### What to do
A. Reproduce the passage of the article on the Kenwood church marijuana case that begins at the words "The county and" and stops after "County Superior Court.".
B. For each statement below, say whether it agrees with the article on the Kenwood church marijuana case. Answer yes or no, and quote the words of the article that decide it.
(i) About 600 marijuana plants were confiscated in the raid.
(ii) Sonoma County prosecutors have filed charges against Saul A. Garcia.
(iii) The church filed its federal lawsuit in Sonoma County Superior Court.

### Source document
----------
After Kenwood drug bust, branch of Oklevueha Native American Church seeks court ruling on pot use
In what could be a test case to create a legal category of “sacramental marijuana,” a Kenwood branch of a church co-founded by a man claiming Native American heritage is suing Sonoma County, contending that the branch's cannabis was wrongfully seized by deputies because its members are entitled to it for religious purposes, similar to exemptions made for peyote and ayahuasca use by some native groups.
Is marijuana central to the tenets of the Oklevueha Native American Church, or are its members simply looking for a convenient cover to get high and grow lots of pot? The question is at the heart of a federal civil lawsuit, as well as a pending criminal prosecution stemming from a raid last year at the church's newly established Sonoma County branch, located off a rural road in the Kenwood area.
Two members of the church claim that sheriff's deputies violated their civil rights by confiscating marijuana used in their religious ceremonies.
When sheriff's deputies raided the property off Lawndale Road in September and arrested the resident, who is also the president of the branch of the church, the deputies dismissed it as a “bogus” front for drug trafficking, according to a federal lawsuit filed Nov. 24 in San Francisco by the church.
The county and sheriff's officials knew the property was the site of a religious operation, according to the lawsuit, “however based on stereotypes about Native Americans and the lack of knowledge about the religious ceremonies, practices and spirituality of church members concluded on their own that (the) church was illegitimate.”
In the raid, approximately 600 marijuana plants were confiscated and the church branch president, Saul A. Garcia, 39, was arrested on suspicion of cultivating marijuana illegally and possession for sale.
Garcia spent more than a day in jail before posting bail, but so far, charges have not been filed against him by Sonoma County prosecutors, who requested more time for investigation. His arraignment is scheduled for Tuesday at 8:30 a.m. in Sonoma County Superior Court.
County officials said they have not been served with the lawsuit and declined to be interviewed, but gave an indication of how they view the church's claim.
“There is not a federally recognized tribe in Kenwood, nor is there Indian trust land. The over 600 mature marijuana plants seized from the property appear more consistent with a drug sale operation than local church sacraments,” County Counsel Bruce Goldstein stated in an email.
It isn't the first time that members of the church or its founder, James Warren “Flaming Eagle” Mooney, 72, of Utah, have run afoul of law enforcement over the use of substances they consider sacramental, including peyote and cannabis.
Federal law protects the ceremonial use of peyote by Indian religious practitioners.
----------
### Records provided
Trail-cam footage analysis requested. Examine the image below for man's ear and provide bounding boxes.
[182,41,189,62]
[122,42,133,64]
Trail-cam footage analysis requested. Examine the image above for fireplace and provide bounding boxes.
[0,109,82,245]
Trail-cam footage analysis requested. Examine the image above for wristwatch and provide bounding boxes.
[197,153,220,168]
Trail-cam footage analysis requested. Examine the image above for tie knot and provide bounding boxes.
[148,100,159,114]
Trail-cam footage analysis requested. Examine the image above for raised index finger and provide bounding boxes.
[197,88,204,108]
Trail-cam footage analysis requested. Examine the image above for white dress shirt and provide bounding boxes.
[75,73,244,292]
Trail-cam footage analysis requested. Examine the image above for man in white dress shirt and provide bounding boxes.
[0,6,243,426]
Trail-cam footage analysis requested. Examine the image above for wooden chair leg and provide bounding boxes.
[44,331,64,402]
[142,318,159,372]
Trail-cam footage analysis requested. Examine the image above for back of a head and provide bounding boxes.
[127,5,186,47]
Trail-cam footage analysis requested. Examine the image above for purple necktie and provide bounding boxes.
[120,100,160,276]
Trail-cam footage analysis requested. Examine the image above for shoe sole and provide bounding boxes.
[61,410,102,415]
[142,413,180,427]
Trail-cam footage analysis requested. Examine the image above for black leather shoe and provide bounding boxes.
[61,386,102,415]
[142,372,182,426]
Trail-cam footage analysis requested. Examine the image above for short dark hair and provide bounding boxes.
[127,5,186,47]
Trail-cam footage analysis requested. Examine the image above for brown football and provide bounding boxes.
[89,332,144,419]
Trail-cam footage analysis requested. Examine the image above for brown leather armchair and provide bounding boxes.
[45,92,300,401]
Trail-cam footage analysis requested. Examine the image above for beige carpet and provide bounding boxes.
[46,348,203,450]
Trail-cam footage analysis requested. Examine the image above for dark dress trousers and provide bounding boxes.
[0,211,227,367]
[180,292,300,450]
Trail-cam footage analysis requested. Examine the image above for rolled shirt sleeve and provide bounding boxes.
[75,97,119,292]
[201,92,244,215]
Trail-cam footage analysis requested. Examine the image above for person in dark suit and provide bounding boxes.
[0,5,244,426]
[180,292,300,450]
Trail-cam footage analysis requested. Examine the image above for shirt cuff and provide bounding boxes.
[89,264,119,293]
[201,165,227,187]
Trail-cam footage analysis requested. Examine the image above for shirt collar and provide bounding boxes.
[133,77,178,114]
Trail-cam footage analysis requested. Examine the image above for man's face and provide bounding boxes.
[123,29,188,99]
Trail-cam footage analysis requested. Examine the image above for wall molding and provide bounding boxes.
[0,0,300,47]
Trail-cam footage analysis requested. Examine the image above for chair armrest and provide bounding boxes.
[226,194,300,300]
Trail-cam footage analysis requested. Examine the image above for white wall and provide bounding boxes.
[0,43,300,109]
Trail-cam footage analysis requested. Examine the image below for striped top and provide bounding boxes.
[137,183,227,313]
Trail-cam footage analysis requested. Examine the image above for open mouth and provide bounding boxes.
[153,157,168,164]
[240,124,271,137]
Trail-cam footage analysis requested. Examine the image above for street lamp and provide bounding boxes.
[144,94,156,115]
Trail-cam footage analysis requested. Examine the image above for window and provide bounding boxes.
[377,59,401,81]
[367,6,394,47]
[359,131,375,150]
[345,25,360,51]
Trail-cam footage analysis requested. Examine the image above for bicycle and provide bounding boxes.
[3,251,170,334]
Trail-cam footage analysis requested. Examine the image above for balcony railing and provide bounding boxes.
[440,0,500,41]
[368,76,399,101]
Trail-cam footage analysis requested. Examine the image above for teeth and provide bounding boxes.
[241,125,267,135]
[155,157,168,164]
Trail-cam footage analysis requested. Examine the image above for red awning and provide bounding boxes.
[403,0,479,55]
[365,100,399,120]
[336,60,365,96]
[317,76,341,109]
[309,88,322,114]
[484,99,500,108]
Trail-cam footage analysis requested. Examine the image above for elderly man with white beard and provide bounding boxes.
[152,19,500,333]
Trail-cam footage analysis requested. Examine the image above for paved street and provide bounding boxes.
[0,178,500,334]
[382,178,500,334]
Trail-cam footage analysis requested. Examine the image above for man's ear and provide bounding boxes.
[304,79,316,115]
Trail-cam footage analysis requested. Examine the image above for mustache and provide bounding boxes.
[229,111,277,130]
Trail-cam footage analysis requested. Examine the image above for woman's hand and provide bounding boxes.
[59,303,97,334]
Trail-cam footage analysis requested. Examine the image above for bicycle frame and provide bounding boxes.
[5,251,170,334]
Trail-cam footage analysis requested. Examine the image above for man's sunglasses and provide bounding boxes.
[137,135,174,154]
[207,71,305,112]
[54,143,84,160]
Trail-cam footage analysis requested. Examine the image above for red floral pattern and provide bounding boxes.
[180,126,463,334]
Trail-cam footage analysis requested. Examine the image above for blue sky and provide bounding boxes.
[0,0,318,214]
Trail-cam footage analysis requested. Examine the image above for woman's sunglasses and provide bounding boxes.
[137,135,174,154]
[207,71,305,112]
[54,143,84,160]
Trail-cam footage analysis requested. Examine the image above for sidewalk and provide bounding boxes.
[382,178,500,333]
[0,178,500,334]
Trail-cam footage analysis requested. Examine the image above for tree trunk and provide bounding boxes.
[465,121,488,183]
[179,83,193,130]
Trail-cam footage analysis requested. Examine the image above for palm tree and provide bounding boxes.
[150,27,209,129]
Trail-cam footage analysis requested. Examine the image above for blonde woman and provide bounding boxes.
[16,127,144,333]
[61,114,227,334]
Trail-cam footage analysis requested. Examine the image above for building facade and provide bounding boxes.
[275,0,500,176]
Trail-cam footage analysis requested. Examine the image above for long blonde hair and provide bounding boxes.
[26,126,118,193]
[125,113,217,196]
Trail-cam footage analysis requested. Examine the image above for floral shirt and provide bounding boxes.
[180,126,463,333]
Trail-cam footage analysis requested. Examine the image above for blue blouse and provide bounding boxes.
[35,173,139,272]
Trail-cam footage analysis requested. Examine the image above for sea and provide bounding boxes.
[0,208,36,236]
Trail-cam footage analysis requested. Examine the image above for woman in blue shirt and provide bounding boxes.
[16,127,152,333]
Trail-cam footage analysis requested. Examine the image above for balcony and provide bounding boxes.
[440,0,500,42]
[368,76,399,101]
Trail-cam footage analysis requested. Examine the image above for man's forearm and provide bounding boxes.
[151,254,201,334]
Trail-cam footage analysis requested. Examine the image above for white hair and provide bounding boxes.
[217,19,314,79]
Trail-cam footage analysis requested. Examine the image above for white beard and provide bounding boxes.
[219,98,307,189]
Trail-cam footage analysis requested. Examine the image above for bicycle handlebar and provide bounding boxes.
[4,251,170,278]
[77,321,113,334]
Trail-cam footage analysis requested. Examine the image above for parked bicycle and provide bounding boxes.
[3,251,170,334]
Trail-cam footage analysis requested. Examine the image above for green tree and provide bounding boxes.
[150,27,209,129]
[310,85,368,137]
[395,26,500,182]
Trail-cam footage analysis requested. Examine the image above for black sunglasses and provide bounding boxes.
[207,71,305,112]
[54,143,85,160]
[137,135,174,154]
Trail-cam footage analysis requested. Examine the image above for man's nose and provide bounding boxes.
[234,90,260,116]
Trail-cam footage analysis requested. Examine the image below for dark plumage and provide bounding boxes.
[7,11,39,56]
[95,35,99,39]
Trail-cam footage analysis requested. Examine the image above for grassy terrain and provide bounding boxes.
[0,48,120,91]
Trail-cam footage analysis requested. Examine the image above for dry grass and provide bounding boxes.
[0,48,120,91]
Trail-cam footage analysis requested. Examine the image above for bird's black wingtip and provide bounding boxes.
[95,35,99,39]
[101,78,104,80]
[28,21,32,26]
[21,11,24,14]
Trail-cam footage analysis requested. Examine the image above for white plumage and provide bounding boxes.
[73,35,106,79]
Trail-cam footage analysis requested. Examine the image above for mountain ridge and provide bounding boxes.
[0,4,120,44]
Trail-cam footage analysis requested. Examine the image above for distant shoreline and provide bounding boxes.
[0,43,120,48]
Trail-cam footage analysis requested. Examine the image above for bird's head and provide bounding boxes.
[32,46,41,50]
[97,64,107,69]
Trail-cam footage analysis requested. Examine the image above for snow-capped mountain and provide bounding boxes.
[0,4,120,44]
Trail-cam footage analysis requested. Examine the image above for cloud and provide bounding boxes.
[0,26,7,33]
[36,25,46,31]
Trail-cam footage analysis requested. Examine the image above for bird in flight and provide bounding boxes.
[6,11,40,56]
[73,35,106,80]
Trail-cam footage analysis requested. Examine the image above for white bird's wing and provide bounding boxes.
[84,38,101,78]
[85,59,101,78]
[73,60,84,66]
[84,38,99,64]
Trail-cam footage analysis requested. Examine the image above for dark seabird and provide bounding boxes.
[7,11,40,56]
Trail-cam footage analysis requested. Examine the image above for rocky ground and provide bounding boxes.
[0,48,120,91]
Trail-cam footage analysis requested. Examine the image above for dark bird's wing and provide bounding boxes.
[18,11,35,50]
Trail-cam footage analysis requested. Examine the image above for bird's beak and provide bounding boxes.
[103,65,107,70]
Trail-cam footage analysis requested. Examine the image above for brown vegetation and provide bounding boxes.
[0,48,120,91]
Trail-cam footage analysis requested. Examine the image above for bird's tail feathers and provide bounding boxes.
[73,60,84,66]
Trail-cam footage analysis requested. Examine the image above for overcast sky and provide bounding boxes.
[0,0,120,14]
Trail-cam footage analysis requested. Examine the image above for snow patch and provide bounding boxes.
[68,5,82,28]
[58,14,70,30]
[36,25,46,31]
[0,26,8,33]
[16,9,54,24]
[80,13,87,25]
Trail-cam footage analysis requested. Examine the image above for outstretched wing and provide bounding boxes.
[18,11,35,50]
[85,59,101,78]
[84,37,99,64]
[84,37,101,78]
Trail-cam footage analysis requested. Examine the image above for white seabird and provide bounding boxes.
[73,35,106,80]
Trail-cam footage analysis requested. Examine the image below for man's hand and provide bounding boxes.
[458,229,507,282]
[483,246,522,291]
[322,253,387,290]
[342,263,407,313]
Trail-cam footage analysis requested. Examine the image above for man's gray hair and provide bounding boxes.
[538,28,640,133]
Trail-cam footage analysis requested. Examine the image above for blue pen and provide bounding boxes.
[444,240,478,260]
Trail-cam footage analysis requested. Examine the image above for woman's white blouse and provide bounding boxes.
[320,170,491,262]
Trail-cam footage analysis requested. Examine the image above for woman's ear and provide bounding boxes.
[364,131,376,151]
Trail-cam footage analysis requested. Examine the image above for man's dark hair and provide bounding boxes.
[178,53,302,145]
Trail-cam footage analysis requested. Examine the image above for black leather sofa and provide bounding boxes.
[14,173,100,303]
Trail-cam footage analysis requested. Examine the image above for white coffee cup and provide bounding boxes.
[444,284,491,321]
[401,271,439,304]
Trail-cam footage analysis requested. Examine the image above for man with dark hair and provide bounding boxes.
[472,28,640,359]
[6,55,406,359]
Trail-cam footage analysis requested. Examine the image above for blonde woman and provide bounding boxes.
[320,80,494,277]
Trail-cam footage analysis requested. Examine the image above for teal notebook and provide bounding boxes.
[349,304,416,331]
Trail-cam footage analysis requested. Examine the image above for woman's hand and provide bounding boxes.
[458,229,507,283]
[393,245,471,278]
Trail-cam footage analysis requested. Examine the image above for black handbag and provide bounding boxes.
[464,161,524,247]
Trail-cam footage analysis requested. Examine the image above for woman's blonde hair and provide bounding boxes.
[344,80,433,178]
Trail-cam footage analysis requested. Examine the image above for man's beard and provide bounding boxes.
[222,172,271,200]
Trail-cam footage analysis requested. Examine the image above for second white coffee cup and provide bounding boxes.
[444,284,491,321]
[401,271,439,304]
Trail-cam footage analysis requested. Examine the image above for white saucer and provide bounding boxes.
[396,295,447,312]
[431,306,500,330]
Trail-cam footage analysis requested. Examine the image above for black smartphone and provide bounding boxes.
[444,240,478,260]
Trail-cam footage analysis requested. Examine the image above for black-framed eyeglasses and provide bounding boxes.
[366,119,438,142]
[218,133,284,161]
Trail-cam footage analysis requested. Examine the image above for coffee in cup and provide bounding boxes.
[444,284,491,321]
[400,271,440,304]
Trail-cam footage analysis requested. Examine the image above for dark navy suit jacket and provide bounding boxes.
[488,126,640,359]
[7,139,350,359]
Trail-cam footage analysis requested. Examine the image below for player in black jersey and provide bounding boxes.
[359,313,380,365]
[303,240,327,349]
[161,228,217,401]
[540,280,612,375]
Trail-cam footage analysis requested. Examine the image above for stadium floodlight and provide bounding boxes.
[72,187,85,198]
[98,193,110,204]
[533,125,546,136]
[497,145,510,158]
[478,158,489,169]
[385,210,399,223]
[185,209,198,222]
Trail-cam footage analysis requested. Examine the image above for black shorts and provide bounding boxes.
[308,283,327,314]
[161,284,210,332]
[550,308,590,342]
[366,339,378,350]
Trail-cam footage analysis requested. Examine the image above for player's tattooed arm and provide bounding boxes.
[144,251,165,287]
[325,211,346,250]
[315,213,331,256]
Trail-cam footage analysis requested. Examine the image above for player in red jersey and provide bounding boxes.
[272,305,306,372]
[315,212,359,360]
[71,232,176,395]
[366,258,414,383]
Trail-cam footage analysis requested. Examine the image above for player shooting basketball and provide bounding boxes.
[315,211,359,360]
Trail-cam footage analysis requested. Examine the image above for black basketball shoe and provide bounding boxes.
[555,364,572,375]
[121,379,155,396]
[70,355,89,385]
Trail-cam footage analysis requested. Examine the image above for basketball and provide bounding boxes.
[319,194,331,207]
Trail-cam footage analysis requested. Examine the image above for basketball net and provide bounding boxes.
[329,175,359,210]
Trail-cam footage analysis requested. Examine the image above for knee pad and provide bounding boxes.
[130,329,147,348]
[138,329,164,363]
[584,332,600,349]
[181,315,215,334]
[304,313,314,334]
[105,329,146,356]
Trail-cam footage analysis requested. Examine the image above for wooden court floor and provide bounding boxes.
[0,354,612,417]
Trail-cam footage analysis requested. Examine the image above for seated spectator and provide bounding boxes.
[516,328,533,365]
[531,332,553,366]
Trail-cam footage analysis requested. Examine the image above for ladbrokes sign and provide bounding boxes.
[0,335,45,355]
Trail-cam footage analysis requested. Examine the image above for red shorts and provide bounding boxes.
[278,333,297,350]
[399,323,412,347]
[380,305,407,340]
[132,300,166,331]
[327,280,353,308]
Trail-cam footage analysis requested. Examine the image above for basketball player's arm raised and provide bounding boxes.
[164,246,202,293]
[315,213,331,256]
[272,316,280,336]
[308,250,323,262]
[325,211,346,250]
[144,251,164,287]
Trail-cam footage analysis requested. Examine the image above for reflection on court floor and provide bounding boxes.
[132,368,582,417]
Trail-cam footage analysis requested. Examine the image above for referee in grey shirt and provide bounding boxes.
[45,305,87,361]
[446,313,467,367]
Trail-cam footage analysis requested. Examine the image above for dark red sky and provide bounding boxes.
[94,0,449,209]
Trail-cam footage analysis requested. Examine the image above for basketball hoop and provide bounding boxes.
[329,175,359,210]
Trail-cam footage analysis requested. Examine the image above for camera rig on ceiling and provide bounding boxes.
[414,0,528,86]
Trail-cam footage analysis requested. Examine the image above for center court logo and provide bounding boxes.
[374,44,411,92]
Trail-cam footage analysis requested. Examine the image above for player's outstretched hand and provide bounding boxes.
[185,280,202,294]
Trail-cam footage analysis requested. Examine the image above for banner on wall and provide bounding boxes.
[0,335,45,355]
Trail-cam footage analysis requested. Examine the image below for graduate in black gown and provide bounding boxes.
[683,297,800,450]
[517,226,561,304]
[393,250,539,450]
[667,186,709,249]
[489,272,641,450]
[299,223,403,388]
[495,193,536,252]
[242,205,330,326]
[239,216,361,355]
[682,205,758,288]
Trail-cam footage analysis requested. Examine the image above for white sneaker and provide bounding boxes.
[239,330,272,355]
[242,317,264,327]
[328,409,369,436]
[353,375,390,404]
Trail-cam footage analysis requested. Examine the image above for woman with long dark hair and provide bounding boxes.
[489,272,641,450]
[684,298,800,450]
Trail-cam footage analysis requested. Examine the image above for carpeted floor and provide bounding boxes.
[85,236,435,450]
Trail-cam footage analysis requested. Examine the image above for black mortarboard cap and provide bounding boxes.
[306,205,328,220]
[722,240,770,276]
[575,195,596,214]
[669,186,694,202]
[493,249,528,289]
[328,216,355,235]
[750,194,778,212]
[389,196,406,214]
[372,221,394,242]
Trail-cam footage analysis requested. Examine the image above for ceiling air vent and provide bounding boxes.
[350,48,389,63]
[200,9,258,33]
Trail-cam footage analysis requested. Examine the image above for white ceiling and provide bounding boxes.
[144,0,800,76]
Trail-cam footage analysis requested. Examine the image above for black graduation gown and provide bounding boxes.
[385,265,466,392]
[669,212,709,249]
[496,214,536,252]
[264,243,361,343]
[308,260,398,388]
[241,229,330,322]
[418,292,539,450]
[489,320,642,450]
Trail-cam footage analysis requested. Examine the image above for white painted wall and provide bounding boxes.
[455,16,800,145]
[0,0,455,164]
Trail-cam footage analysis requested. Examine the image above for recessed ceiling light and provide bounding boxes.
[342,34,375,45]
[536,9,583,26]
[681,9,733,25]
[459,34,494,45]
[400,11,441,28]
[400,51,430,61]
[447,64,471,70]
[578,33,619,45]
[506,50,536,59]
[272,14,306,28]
----------
### List of answers
A.
The county and sheriff's officials knew the property was the site of a religious operation, according to the lawsuit, “however based on stereotypes about Native Americans and the lack of knowledge about the religious ceremonies, practices and spirituality of church members concluded on their own that (the) church was illegitimate.”
In the raid, approximately 600 marijuana plants were confiscated and the church branch president, Saul A. Garcia, 39, was arrested on suspicion of cultivating marijuana illegally and possession for sale.
Garcia spent more than a day in jail before posting bail, but so far, charges have not been filed against him by Sonoma County prosecutors, who requested more time for investigation. His arraignment is scheduled for Tuesday at 8:30 a.m. in Sonoma County Superior Court.

B.
(i) Yes: "approximately 600 marijuana plants were confiscated"
(ii) No: "charges have not been filed against him by Sonoma County prosecutors"
(iii) No: "a federal lawsuit filed Nov. 24 in San Francisco by the church"